• Reading passage
8

I want to use TABLESAMPLE to randomly sample from rows that meet a certain condition with PostgreSQL.

This runs fine:

select * from customers tablesample bernoulli (1);

But I cannot figure out how to embed the condition in the script. This for example

select * from customers where last_name = 'powell' tablesample bernoulli (1);

throws this error:

SQL Error [42601]: ERROR: syntax error at or near "tablesample"
Position: 71

Reveille
  • 189
  • 1
  • 5

2 Answers2

10

tablesample is an "attribute" of a table, not a query. So you need to write it write after the table name:

select * 
from customers tablesample system (1)
where last_name = 'powell';

Note that the where clause will be applied after the table has been sampled. It will not return 1% of all customers that have the last name 'powell'. But instead it will apply the filter on the sampled table.

4

I was also wondering if this was possible and stumbled on this post. I didn't do much research on the tablesample attribute, so technically the other answers are more correct to your direct question.

However you can work around this if you really want to use the tablesample attribute by creating a temporary table (or similar) based on your conditional query.

create temp table powell_customers as select * from customers where last_name = 'powell';
SELECT * from powell_customers tablesample system(1); 
ZachSand
  • 41
  • 2

• Exercise 1
Quote the PostgreSQL sampling thread word for word, starting with "I was also wondering" and going on through "your conditional query.".
• Exercise 2
In the PostgreSQL sampling thread, when does the first answer say the where clause is applied?

• Listing
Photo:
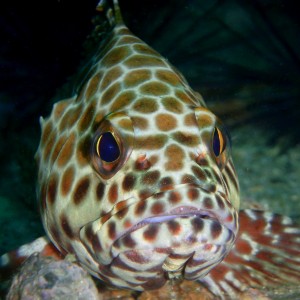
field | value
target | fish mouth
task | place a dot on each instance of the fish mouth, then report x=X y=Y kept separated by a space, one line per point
x=178 y=212
x=165 y=220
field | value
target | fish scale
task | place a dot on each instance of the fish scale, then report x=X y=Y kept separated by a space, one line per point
x=164 y=203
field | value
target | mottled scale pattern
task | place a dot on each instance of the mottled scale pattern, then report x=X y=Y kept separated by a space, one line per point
x=167 y=207
x=136 y=181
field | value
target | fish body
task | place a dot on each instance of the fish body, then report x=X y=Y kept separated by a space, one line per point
x=136 y=180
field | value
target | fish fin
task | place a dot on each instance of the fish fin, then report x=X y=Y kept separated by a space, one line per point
x=266 y=255
x=10 y=261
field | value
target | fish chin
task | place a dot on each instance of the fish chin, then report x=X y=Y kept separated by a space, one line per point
x=186 y=239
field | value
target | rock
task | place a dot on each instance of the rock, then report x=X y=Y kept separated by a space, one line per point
x=47 y=278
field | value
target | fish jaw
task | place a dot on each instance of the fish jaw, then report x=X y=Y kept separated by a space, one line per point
x=185 y=239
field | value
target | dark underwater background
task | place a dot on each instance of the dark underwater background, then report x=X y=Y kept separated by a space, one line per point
x=242 y=56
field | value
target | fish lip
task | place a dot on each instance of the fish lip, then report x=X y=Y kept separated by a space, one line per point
x=185 y=210
x=189 y=211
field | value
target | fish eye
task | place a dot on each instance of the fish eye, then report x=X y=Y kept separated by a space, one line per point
x=107 y=147
x=218 y=142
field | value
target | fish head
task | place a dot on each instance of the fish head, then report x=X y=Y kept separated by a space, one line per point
x=135 y=173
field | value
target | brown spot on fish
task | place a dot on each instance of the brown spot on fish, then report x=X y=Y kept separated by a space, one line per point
x=113 y=193
x=81 y=190
x=172 y=104
x=66 y=151
x=52 y=188
x=175 y=156
x=146 y=105
x=65 y=225
x=155 y=88
x=111 y=76
x=165 y=122
x=115 y=56
x=67 y=180
x=136 y=77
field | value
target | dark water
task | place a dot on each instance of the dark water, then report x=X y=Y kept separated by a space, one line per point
x=242 y=56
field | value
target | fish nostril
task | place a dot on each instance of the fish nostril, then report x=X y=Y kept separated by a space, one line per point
x=174 y=265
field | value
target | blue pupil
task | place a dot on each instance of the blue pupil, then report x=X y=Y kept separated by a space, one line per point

• Solution 1
I was also wondering if this was possible and stumbled on this post. I didn't do much research on the tablesample attribute, so technically the other answers are more correct to your direct question.

However you can work around this if you really want to use the tablesample attribute by creating a temporary table (or similar) based on your conditional query.

• Solution 2
After the table has been sampled.